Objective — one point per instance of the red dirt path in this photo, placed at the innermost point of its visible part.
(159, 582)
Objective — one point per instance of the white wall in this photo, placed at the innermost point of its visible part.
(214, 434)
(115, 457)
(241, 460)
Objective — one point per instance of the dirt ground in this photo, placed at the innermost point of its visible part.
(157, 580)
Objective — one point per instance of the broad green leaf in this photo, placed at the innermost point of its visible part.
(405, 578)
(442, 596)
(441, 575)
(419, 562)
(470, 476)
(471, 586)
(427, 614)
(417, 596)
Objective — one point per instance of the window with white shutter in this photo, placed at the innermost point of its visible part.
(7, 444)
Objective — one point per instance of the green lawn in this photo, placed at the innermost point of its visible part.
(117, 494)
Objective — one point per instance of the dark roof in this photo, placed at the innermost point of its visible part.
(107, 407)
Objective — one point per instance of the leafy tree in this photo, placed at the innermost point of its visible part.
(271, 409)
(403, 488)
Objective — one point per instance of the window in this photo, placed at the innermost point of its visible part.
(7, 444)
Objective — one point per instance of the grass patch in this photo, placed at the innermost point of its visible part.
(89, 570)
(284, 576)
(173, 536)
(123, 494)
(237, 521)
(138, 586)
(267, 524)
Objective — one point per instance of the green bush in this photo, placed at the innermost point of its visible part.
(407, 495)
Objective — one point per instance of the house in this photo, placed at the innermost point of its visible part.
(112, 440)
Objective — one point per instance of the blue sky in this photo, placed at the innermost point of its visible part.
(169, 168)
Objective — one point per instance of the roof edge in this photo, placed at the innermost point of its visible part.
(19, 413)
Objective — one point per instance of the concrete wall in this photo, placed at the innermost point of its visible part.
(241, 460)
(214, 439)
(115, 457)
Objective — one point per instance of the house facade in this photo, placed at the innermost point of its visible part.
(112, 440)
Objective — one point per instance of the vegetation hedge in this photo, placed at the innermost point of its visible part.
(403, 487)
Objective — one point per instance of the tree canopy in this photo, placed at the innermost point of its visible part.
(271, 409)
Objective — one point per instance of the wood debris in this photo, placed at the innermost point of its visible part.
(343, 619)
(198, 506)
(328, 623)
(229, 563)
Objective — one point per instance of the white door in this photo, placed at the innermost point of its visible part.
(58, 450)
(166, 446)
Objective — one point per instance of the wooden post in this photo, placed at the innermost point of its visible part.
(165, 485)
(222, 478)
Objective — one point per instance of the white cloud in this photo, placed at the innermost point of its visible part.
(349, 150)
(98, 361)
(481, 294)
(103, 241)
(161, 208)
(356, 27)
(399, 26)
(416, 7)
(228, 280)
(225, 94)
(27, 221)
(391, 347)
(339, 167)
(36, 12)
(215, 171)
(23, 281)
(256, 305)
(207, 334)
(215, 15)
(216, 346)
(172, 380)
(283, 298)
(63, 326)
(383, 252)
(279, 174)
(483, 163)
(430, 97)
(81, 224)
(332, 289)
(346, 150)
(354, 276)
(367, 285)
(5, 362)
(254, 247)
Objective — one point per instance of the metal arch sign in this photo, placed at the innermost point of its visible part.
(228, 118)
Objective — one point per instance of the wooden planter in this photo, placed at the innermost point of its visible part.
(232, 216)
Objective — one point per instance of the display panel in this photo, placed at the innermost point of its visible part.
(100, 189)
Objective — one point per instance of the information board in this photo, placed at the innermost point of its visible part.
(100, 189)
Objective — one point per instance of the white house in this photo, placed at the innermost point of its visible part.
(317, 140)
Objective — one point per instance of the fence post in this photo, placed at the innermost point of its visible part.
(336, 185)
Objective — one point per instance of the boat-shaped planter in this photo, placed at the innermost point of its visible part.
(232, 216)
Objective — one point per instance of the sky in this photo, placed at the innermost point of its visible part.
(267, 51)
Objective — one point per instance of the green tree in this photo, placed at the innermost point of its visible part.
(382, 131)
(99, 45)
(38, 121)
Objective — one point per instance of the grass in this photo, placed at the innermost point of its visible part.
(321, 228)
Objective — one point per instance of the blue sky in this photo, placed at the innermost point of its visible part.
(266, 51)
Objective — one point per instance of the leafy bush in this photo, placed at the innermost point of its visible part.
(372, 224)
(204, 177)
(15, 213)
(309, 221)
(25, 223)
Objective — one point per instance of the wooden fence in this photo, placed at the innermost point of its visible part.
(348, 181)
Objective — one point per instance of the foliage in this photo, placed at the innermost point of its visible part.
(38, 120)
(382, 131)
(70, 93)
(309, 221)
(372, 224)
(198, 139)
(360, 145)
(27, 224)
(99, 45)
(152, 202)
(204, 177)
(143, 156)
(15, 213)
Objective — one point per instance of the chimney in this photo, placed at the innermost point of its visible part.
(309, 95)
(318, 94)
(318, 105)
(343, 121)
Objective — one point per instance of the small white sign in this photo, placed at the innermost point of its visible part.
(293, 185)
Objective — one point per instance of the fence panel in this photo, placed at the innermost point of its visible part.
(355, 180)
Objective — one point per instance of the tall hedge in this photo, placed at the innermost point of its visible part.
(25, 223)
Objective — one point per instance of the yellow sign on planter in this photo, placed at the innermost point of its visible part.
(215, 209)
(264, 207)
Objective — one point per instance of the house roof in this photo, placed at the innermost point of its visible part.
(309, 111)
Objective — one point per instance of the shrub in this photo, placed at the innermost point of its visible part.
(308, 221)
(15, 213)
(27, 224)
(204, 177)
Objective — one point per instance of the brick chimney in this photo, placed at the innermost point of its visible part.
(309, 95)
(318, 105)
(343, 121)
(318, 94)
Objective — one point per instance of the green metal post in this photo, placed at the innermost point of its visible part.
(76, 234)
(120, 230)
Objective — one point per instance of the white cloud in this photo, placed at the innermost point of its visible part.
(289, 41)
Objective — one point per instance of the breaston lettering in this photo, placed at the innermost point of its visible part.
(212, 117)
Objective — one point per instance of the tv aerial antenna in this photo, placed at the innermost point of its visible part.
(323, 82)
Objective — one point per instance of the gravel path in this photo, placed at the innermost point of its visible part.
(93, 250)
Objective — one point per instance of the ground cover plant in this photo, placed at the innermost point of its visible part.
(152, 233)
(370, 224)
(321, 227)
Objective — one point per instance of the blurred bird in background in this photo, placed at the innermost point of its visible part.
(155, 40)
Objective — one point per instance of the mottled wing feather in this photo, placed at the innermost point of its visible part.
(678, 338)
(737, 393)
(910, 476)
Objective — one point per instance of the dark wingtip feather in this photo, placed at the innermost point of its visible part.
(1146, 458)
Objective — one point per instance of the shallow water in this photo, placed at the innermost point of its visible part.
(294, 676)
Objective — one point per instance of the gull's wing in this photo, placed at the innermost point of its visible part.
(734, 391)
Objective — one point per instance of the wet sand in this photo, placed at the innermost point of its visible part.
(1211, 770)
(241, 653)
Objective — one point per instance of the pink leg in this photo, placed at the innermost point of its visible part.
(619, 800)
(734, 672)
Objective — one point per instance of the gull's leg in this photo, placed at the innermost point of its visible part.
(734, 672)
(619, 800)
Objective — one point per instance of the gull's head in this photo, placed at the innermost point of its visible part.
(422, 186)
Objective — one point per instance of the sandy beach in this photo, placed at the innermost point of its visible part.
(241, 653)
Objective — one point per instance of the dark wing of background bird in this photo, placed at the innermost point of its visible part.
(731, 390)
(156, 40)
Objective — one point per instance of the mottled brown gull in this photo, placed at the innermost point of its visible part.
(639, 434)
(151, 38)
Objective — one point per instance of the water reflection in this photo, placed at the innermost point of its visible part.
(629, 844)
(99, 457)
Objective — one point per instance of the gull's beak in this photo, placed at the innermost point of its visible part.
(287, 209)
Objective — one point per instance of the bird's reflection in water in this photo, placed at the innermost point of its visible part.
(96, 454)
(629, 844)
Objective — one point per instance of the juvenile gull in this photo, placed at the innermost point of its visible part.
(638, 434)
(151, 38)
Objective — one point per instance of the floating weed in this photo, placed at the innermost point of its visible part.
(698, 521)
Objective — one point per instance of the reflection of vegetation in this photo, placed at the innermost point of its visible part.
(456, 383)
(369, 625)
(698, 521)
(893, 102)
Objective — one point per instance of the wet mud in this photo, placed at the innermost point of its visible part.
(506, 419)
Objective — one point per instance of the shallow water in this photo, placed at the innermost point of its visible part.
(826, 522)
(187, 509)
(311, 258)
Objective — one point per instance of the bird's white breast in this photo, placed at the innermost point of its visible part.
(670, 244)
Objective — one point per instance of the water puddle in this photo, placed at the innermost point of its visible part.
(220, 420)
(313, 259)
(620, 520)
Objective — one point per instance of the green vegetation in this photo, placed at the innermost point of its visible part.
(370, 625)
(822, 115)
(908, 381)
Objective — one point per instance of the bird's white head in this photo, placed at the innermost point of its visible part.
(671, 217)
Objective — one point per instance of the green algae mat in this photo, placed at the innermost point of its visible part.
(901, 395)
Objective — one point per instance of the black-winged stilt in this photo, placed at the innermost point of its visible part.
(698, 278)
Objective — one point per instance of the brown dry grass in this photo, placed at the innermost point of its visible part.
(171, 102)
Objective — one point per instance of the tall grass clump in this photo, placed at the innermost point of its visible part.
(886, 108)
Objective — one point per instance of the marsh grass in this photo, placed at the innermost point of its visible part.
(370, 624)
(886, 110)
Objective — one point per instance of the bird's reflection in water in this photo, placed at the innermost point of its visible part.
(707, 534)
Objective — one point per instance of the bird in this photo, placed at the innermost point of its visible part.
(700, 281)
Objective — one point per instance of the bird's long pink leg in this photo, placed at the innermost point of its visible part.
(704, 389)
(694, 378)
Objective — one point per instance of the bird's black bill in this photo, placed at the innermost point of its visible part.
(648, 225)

- _WHAT IS EXPECTED_: Repeat only the stretch of lines that opens with the line containing "Objective — one point per instance of the tall grass" and closes with the final line of the entries, both included, exactly as written.

- _WRITTEN RESPONSE_:
Objective — one point per instance of the tall grass clump in this photo, placed at the innermost point of its visible part.
(886, 108)
Objective — one point per instance of the marsh grass in this photo, placed at the innermost point of its visible part.
(370, 624)
(886, 110)
Objective — one point per instance of the bird's reflection in water in this photo, placed at the innermost point of its visible part.
(707, 534)
Objective — one point per instance of the bird in this photo, placed at the innermost point of its visible part.
(700, 281)
Objective — one point per instance of the bird's long pink leg in this photo, placed at the innermost point of its visible part.
(704, 389)
(694, 378)
Objective — one point per instance of the bird's black bill in this photo, placed at the innermost point of its visible part.
(648, 225)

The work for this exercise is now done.